TEXT PASSAGE >>
• • •

INTERNATIONAL SCHOOL OF NONEQUILIBRIUM PHENOMENA
20th Course: NONEQUILIBRIUM COMPLEX SYSTEMS & TRANSITIONS: FROM BRAIN TO CLIMATE
Data: 26–29 June, 2026
Luogo: Erice, Trapani
The International School of Nonequilibrium Phenomena is hosting its 20th course entitled “Nonequilibrium Complex Systems & Transitions: From Brain to Climate,” which will take place in Erice, Sicily (Italy), from June 26 to June 29, 2026. The course is organized by the “Ettore Majorana” Foundation and Centre for Scientific Culture, an institution dedicated to promoting scientific research, education, and international collaboration.
The program focuses on the study of nonequilibrium complex systems, exploring how order, structure, and collective behavior emerge in systems operating far from equilibrium. It addresses a broad range of interdisciplinary topics, including neural processes, biological self-organization, and climate dynamics, and brings together experts from physics, neuroscience, biology, climatology, and applied mathematics.
The course will address phenomena spanning neural computation, cognitive emergence, and biological self-organization, as well as atmospheric dynamics, climate variability, and the formation of extreme events. By bringing together researchers from physics, neuroscience, climatology, biology, applied mathematics, and related disciplines, the course will highlight how order, unpredictability, and adaptability coexist in nature, and how self-organization, collective behavior, and information flow arise in open systems driven far from equilibrium. In continuity with the scientific tradition of the Ettore Majorana Foundation and the International School on Nonequilibrium Phenomena, the 20th course seeks to broaden the conceptual foundations of complex-systems science.

• • •

TASK LIST >>
A. In the Erice course announcement above, reproduce everything from "The program focuses" down to "and applied mathematics.".
B. According to the Erice course announcement, which institution organizes the course?
C. Write the next part of the Erice course announcement, starting after its last sentence.

COLLECTED MATERIAL >>

• • •

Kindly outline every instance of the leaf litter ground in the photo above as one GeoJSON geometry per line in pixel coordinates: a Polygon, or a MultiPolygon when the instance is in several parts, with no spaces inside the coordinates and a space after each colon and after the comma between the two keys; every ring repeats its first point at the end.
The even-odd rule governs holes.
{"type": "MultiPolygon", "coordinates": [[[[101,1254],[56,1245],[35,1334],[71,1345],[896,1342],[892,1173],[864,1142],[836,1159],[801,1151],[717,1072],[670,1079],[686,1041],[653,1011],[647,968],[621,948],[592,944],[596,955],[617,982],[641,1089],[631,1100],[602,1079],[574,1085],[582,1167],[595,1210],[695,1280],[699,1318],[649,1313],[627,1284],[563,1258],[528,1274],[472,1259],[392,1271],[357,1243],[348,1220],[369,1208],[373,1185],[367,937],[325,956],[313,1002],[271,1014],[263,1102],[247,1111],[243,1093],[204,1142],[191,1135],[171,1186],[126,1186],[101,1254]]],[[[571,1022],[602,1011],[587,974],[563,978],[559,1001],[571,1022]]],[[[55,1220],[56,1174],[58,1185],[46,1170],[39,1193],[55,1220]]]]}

• • •

ANSWERS BY TASK >>
A.
The program focuses on the study of nonequilibrium complex systems, exploring how order, structure, and collective behavior emerge in systems operating far from equilibrium. It addresses a broad range of interdisciplinary topics, including neural processes, biological self-organization, and climate dynamics, and brings together experts from physics, neuroscience, biology, climatology, and applied mathematics.

B. The "Ettore Majorana" Foundation and Centre for Scientific Culture organizes the course.

C.
Particular emphasis will be placed on the interplay between classical and quantum dynamics, the role of fluctuations across scales, the physics of learning and adaptation, and the search for unifying theoretical frameworks capable of describing macroscopic organization in biological, ecological, and climatic systems. Ultimately, the course aims to provide participants with a modern, interdisciplinary perspective on nonequilibrium phenomena, fostering collaboration across traditionally separated domains and promoting the development of innovative theoretical, computational, and experimental approaches to the study of complexity. A focus issue in EPL entitled “Non-Equilibrium Complex Systems & Transitions: from Brain-to-Climate” is planned, subject to confirmation, and oral and poster contributions will be considered for inclusion following peer review.